= What is required =
Please copy the following data line for line, keeping every character unchanged.

::: Listed records

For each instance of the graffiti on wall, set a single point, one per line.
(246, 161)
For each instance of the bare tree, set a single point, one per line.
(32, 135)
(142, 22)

::::::

= Solved exercise =
For each instance of the graffiti on wall, set a single point, one per line.
(246, 161)
For each instance of the bare tree, set a single point, one per line.
(32, 135)
(142, 22)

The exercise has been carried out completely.